**Text to read**
******************************
I’ve been out of commission for the last two weeks. I flirted around with some emotional risks, and I came down with Sad-Clown Syndrome, which resulted in one of the more valuable lessons I’ve learned in a good while.
Street theater is an energy art. If you simply do not have positive energy going, then it is incredibly difficult to attract a crowd to you. Not only is it hard to engage them successfully, but once they are in your crowd it can still be difficult to provide sufficient electricity for them to reciprocate the compounded energy. If you are not happy when you’re doing what you’re doing, not many people are going to want to do it with you. What I’ve realized is that as an energy artist, if I misuse my energy (i.e. lack of sleep, poor diet/substance choice), or if I allow it to be abused, then I will not have good energy when it comes time to do what I love, which also happens to be how I make my living.
Throughout the day, it is important to keep an eye on your energy level. If the crowd you have is not putting forth much energy, and you get the feeling they’re not going to change that, then you can save yourself a lot of time and woe if you just cut your losses and kill the show. Either hat them, or just tell them you’re going to take a break, because letting them drain you of your energy for the rest of the show could result in a poor performance for the enthusiastic audience waiting just around the corner. Knowing how to pick your battles is a valuable skill.
One of the best money-bits of advice given to me was this: NEVER judge your progress by how your day went. Don’t judge it by the weekend, even. Keep a weekly and monthly total. If you go out there every day possible and give it your all for a whole week, a whole month, you will be surprised when all those meh days combine with your yeah! days to create a reasonable income. But even then, that’s not what the value of street performing is. The value is in being your own boss, having no one tell you when to work or where, and the cherry on top is that you get to do what you love for a living. If you have two days in a row that are not profitable and you judge them as “bad” days, then that will negatively affect your third day, which could’ve otherwise been a fantastic day.
If you street perform for the money, then you might want to reconsider your path. If you’re just after their cash, the spectators can sense it, and this is part of why street performers have a bad reputation. I’ve seen so many acts that end in a unenthusiastic forfeiting of cash by the spectator, who was just wrapped up in the excitement long enough to be guilted out of their money by the “performer”.
There are often times when members of the audience choose to leave the show, but through guilt or politeness, they still want to tip, so they interrupt the performance to hand you their bills. The recommended reaction might surprise you: Don’t take it. Tell them to hold on, keep it until the end. This will often shock and sometimes even offend the spectator, maybe because you’ve upset their preconception that all street performers are beggars. It might seem crazy, but the smart thing to do is to turn it down. We are pack creatures of the monkey-see, monkey-do kind. If one person can throw a dollar at you and opt-out of the show, the others will see this and the enchantment placed over the whole audience can disintegrate in seconds. What you need in order to do a show is not money. You need their attention and their energy. If everyone leaves, you will not have enough energy in the moment when you need it to really create the bang needed in order to get a fat hat from whoever stays. These people had no idea they wanted to see your show in the first place — of course they’re not going to know that they want to stay until the end.
Most of us, we choose this path because it is what we love. Yes, money must be factored into it somehow. And so there are hat lines and instrument cases, ways to inform and educate the audience on the idea that although the entertainment is being given for free, it has real value, and the gift ought to be reciprocated. Unless it’s a big bill, I always tell the audience member that I would rather have them stay and not tip, than have them tip and leave. I did not choose to be a street performer just so I can make money, I do so in order to connect with humans through performing and sharing moments together.
******************************
**Records shown**
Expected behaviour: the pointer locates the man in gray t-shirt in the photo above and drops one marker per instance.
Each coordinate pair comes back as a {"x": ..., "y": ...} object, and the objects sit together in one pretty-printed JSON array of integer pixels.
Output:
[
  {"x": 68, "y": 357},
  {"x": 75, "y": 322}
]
******************************
**Aim**
Continue the piece on street performing and audience energy, starting right after its last sentence.

**Result for this exercise**
Below is a snapshot from my wall of writings above my bed.
Imagine the following thought experiment:
You wake up tomorrow morning and are given $86,400 to spend any way you want. You could buy yourself a new car, go on a cruise, eat a fancy steak dinner, buy your kid a new toy, or get yourself a facelift. You could give it to a good cause, burn it, make it rain on a midget stripper, whatever you want. The only stipulation is that at the end of the day, whatever you haven’t spent will disappear, never to be seen again. You can use this money, or waste it. Finally, there is some fine print that claims you will be given another $86,400 tomorrow, with an asterisk next to it denoting that if tomorrow is a day that ends in “Y”, then this is not guaranteed.
In response to this, some people would say “Well, after a while I don’t think I could even spend all of it myself”, to which the response is: you don’t have to. You can give it away if you’d like. This is when the light flicks on and people go “Ohhhh!”, suddenly thrilled as they start thinking of who they’d share their $86,400 with.
Imagine this scenario, with all the activities you’d engage in and the people you’d engage in them with.
Now imagine this — what if those dollars were precious seconds of your one and only life? Take a second to think about that, and occasionally throughout the remaining 86,399 seconds of your day, consider those activities you wanted to do, and those people you want to share with. If that fine print came back to bite you in the ass and you found yourself broke tomorrow, would you be satisfied with your purchases? Your gifts? Picasso said “Only put off until tomorrow what you are willing to die having left undone.”
If you were to reverse the metaphor, how much of today’s $86,400 has been spent surfing YouTube? How much spent texting, and how does that compare to how much spent on your family? How much of today’s cash has been spent doing something not enjoyable? How much of that limited capitol has been invested in something meaningful?
Just a few dollars of your time could change someone’s world. Maybe tomorrow you might want to hold that door open, give that compliment, make that phone call, or write that letter. There’s a hole in your pocket, and it’s just big enough for Today to slip through. Spend it wisely.
On another note, I finally got business cards made.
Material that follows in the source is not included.